--- To do ---
Below is a block of entries; repeat exactly the lines starting at the line that contains "For each <instance>" and ending at the line that contains "positive clicks: (44, 132)", both included.

[Segmentation mask data]
▽

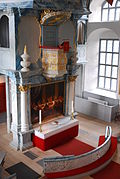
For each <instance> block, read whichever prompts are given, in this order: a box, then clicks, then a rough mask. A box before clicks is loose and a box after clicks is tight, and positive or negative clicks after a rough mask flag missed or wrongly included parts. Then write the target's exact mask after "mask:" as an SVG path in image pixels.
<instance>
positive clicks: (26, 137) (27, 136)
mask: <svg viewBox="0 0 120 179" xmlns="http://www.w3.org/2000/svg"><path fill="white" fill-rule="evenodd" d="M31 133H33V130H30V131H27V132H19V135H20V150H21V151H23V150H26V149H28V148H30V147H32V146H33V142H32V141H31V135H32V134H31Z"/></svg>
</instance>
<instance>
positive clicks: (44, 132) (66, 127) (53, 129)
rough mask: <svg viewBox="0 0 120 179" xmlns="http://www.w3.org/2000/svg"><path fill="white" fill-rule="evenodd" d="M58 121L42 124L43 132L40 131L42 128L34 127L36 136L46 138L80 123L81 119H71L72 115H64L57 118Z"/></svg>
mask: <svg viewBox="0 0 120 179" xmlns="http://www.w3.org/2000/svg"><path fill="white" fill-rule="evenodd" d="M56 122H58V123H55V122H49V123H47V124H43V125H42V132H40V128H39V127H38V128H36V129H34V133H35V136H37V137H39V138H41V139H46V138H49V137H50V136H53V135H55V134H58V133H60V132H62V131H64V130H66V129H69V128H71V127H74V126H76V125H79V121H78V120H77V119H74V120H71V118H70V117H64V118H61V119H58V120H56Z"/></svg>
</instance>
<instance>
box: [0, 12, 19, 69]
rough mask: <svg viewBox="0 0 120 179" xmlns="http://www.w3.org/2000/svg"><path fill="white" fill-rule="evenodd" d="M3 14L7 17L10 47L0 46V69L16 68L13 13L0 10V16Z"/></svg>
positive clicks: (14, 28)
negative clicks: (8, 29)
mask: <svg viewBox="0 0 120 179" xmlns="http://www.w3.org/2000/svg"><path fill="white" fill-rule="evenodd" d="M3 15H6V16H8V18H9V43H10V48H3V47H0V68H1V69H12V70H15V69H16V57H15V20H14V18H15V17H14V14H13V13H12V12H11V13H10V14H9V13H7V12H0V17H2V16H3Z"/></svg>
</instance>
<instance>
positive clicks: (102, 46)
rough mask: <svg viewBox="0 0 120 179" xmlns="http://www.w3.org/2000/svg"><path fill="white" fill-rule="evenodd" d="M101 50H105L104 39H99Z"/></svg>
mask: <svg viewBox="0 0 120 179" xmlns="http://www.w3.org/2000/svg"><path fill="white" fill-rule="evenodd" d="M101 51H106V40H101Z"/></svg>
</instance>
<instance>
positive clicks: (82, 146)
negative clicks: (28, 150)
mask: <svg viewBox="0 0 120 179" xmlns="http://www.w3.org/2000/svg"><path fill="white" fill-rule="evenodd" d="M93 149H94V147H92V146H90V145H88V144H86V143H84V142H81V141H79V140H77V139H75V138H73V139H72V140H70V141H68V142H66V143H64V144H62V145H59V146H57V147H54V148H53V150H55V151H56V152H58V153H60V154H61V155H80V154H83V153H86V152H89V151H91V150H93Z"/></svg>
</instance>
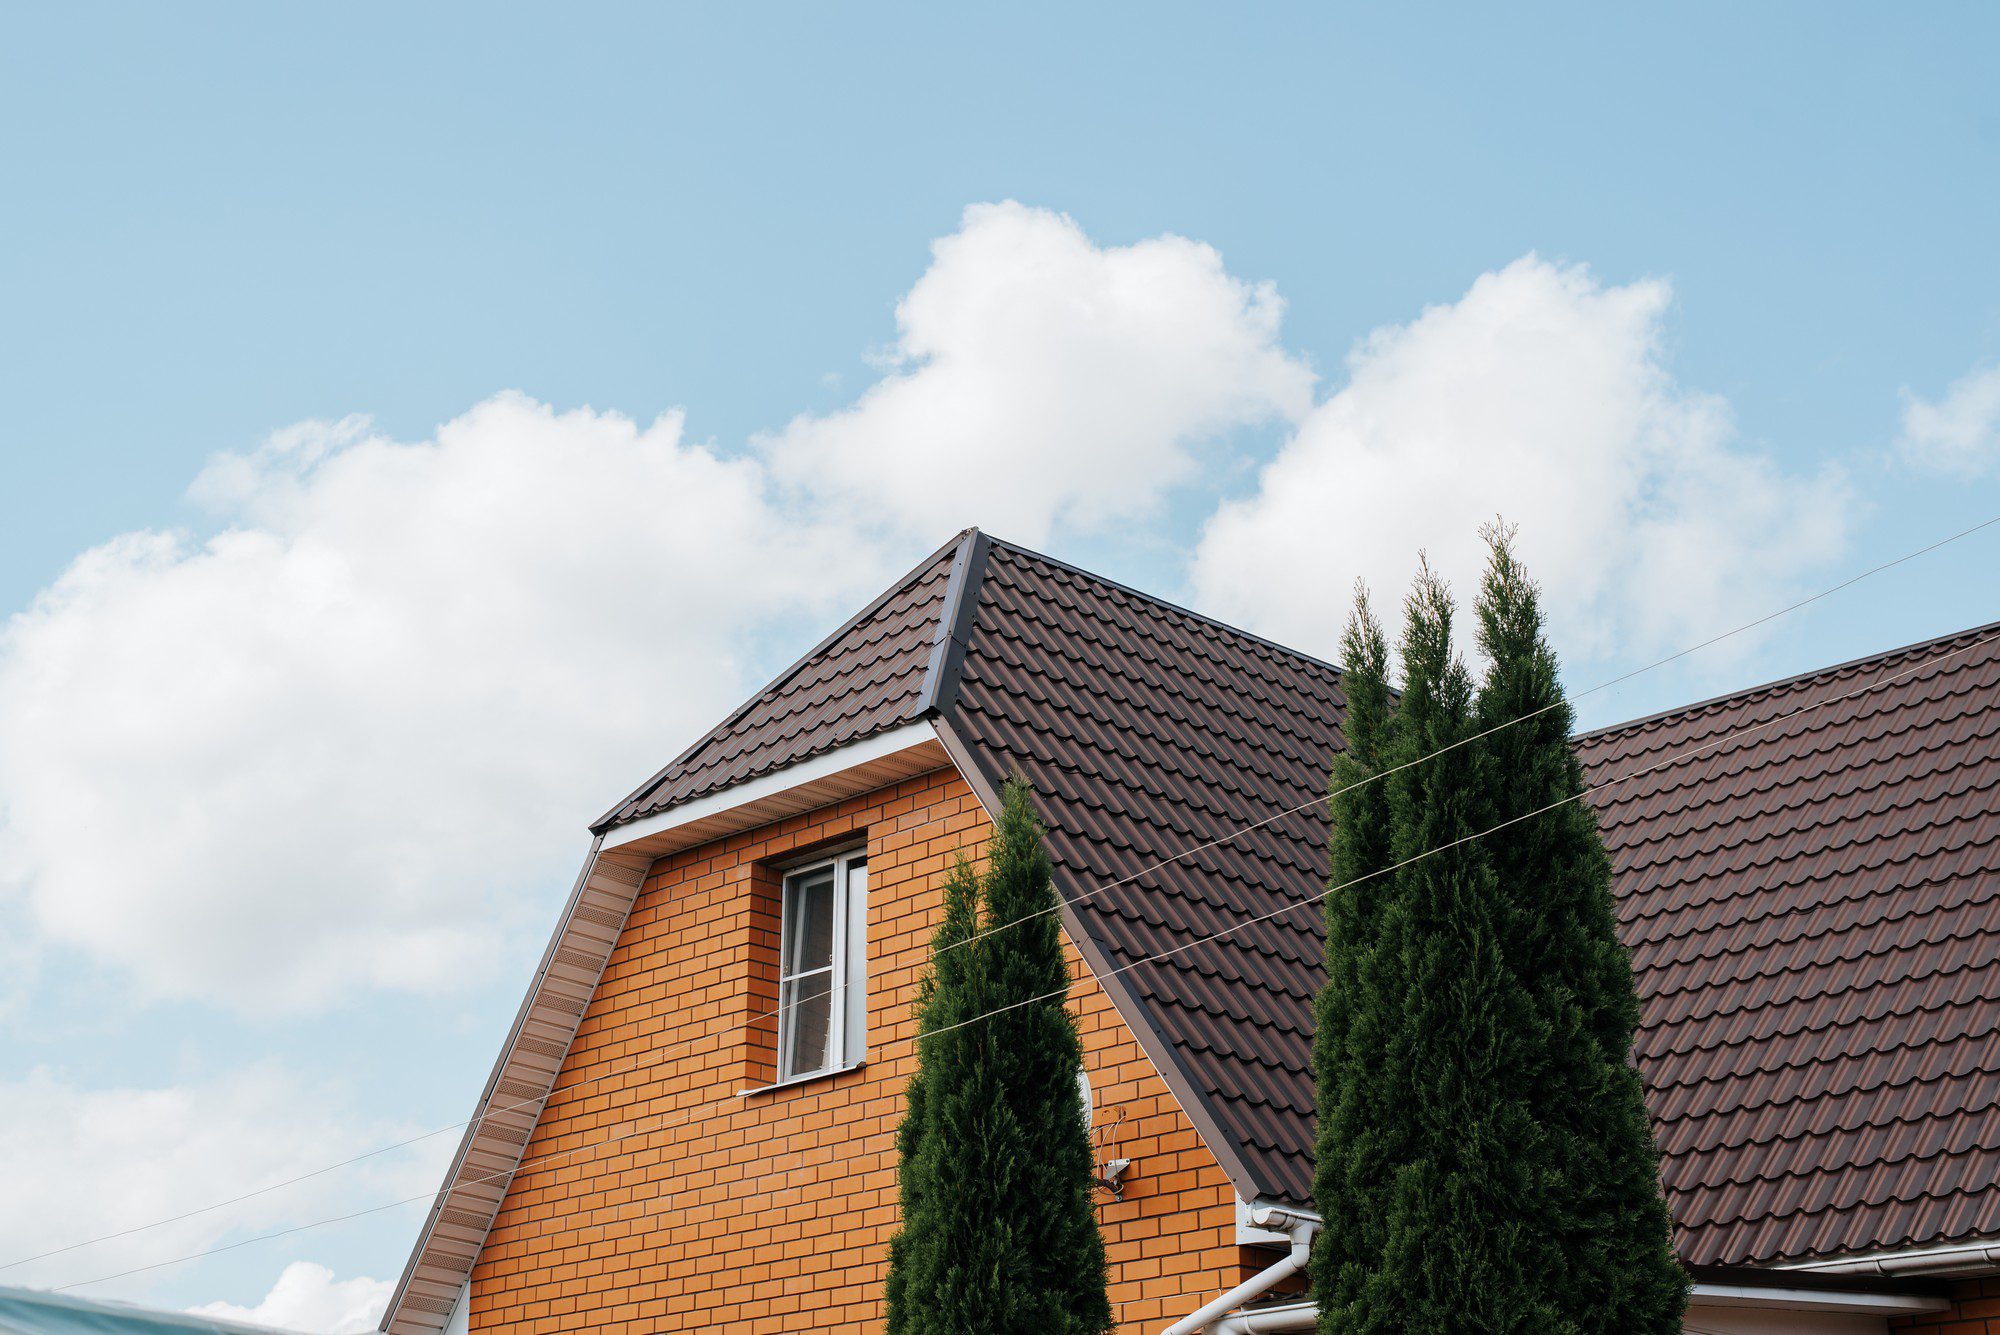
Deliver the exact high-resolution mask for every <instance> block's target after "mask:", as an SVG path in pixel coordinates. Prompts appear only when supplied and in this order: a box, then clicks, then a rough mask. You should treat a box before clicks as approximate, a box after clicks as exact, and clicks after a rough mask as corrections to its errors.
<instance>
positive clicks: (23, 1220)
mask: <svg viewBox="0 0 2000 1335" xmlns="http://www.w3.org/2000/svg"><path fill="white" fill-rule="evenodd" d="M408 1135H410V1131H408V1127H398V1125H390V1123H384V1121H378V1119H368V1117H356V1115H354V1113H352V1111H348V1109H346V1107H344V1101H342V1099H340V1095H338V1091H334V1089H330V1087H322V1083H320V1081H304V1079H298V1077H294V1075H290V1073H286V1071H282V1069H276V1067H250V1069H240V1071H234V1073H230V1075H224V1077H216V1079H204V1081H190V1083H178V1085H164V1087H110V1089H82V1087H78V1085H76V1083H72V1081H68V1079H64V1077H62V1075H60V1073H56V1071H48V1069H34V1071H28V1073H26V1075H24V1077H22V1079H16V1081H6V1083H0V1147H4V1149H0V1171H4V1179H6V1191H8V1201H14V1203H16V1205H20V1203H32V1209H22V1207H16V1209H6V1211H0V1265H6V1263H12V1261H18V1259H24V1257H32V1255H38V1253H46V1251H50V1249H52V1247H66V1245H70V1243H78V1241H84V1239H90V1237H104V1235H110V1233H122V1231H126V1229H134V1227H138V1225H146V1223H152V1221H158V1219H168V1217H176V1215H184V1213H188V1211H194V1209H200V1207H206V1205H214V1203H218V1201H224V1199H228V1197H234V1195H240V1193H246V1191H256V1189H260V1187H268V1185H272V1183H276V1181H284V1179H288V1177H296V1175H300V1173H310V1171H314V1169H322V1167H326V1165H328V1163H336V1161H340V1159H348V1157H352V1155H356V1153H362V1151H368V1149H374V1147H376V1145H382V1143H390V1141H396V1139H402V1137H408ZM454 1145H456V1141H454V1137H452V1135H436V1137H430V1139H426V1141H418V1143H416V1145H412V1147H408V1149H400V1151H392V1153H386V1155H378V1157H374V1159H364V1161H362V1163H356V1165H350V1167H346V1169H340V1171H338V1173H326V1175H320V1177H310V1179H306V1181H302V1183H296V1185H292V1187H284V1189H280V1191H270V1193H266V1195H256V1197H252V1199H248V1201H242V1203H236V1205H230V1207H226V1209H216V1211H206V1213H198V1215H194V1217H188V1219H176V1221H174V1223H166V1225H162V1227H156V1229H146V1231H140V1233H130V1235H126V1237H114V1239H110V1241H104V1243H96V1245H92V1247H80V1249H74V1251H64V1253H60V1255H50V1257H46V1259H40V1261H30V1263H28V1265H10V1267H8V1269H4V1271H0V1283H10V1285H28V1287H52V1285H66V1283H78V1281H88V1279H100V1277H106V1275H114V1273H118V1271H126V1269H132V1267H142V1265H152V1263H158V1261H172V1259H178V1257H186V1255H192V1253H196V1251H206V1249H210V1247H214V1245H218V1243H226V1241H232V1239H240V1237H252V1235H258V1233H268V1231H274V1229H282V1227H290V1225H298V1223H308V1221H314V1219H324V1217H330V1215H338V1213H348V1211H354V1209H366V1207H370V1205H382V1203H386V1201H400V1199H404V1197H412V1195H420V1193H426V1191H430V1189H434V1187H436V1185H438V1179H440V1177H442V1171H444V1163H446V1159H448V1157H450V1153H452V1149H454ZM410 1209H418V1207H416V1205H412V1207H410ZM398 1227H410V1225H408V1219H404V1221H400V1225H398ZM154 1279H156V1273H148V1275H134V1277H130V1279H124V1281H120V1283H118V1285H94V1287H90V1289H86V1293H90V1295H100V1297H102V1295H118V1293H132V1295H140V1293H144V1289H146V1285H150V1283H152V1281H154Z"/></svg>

△
▽

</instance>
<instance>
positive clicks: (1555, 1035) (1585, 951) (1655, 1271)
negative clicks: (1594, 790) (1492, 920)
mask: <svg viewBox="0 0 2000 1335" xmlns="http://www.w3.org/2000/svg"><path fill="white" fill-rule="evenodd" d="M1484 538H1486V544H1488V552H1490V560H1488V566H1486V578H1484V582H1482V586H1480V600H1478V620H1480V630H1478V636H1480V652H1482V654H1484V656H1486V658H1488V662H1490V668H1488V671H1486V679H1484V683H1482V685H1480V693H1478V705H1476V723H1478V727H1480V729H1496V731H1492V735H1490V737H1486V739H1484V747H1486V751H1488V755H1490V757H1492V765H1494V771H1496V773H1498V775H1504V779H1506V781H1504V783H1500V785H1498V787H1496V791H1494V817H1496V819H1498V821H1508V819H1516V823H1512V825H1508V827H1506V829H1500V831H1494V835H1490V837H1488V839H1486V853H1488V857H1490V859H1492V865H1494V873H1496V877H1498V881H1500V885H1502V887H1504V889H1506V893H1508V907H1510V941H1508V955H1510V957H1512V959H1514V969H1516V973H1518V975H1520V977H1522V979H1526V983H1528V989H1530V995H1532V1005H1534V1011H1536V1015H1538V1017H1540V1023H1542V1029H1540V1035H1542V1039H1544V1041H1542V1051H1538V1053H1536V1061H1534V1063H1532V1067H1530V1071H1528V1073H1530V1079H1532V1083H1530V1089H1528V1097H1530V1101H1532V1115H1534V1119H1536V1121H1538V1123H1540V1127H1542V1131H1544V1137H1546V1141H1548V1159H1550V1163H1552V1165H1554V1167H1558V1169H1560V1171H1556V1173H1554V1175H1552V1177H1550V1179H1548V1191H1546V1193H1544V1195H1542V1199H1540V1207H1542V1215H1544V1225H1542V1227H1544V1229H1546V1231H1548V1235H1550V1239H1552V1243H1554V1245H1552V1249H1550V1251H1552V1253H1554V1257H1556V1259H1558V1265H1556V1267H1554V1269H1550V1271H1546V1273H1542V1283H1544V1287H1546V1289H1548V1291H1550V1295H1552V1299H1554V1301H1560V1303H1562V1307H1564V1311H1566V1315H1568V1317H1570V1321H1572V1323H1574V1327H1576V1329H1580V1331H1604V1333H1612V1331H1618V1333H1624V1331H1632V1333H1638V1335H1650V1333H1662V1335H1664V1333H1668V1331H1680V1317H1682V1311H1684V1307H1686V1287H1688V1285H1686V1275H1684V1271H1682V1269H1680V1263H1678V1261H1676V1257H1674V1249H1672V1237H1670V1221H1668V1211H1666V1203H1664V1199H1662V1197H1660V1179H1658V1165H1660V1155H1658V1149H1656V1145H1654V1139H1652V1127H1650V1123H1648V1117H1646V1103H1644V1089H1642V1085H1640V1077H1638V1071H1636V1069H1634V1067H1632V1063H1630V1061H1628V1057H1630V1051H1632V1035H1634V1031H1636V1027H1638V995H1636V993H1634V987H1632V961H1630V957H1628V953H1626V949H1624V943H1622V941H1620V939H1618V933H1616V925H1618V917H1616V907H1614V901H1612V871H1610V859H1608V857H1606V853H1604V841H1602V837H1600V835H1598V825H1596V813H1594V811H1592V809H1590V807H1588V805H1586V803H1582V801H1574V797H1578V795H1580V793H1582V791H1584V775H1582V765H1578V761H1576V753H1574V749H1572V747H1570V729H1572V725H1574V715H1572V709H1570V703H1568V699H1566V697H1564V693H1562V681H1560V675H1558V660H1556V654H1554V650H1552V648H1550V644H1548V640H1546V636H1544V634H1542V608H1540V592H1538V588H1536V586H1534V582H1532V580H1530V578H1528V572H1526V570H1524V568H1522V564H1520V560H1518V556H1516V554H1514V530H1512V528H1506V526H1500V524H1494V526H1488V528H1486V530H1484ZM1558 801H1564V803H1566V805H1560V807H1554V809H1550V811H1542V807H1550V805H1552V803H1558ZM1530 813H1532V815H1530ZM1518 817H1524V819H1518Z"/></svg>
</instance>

△
▽

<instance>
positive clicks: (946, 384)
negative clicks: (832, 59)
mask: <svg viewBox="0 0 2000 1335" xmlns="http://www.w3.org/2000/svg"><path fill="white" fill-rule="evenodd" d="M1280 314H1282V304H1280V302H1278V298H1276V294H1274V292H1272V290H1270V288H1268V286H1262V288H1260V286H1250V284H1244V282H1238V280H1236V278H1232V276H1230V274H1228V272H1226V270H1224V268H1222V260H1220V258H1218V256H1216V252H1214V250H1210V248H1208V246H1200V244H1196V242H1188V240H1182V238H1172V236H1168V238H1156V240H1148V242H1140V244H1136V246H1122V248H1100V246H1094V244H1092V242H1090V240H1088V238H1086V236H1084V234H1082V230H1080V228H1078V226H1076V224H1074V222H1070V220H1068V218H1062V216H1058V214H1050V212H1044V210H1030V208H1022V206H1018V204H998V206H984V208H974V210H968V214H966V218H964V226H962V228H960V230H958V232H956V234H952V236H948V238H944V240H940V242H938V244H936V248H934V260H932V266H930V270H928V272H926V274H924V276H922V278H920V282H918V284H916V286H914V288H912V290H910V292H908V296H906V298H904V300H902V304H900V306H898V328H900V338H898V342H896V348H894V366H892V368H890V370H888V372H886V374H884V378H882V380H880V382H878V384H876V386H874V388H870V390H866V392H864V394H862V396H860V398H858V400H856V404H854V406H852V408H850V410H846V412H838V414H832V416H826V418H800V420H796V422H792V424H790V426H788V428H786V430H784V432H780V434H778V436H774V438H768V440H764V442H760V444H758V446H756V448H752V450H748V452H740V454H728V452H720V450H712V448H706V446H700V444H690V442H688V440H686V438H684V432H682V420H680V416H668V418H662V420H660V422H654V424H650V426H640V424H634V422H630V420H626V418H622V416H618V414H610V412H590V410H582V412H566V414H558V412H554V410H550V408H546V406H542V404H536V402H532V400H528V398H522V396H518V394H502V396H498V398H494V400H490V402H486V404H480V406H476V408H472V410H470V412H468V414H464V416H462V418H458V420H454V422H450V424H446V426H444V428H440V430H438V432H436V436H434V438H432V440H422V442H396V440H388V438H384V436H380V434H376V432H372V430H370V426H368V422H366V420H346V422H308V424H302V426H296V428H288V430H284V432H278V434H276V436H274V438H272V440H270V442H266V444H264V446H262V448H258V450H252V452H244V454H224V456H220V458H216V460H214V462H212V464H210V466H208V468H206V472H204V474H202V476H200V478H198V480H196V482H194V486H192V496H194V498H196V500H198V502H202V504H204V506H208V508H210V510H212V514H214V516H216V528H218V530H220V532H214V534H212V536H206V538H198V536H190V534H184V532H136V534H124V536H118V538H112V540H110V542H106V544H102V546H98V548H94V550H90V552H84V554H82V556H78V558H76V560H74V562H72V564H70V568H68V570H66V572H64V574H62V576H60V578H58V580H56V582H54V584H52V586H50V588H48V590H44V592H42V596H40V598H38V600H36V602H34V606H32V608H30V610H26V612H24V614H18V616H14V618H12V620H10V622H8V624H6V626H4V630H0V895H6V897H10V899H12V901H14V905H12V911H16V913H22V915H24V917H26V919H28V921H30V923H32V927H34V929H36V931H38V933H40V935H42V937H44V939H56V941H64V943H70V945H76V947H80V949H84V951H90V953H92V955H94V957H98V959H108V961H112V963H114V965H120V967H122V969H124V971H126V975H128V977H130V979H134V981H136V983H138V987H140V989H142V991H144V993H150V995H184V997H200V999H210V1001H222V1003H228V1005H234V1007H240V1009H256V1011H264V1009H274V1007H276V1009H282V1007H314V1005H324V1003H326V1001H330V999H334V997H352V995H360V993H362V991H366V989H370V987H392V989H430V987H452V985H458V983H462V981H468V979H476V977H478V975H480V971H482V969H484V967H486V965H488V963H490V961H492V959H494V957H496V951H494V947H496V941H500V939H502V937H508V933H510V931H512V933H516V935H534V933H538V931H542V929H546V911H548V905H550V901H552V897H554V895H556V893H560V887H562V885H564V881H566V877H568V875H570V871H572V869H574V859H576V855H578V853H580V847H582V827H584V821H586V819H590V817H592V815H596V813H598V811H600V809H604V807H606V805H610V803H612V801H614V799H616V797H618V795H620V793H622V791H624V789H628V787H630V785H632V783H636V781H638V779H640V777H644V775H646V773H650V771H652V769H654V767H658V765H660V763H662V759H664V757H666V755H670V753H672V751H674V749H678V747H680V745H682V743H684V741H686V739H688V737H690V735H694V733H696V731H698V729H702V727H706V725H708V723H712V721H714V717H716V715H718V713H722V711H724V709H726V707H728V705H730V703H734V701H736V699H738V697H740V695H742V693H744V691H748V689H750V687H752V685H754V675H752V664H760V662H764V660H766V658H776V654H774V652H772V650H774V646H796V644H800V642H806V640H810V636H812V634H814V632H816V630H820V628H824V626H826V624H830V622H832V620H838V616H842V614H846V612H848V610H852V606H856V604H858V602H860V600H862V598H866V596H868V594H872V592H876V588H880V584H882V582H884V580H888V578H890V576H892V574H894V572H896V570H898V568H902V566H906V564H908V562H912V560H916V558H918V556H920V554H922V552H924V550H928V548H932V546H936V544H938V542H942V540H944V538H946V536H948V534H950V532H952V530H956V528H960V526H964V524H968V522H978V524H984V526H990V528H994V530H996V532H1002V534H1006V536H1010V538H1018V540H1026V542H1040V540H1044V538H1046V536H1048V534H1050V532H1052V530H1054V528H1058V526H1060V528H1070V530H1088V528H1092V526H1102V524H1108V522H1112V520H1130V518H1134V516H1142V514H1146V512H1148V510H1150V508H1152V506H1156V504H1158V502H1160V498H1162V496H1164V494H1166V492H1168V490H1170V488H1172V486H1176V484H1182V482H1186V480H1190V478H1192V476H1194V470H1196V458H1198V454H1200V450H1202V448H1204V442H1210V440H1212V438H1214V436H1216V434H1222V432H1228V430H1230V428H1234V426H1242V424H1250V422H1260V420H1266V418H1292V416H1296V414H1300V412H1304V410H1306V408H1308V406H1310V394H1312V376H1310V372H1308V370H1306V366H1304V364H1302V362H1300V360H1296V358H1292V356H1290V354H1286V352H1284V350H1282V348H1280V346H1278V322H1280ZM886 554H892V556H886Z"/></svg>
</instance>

△

--- Task answer ---
For each <instance> block, read whichever prompts are given, in this order: a box, then clicks, then a rough mask. A box before clicks is loose and a box after clicks is tight, and positive or negative clicks after a rough mask flag missed or wrongly included parts. Then write the target's exact mask after "mask:" as an SVG path in image pixels.
<instance>
positive clicks: (26, 137) (27, 136)
mask: <svg viewBox="0 0 120 179" xmlns="http://www.w3.org/2000/svg"><path fill="white" fill-rule="evenodd" d="M31 133H33V130H30V131H27V132H19V135H20V150H21V151H23V150H26V149H28V148H30V147H32V146H33V142H32V141H31V135H32V134H31Z"/></svg>
</instance>
<instance>
positive clicks: (44, 132) (66, 127) (53, 129)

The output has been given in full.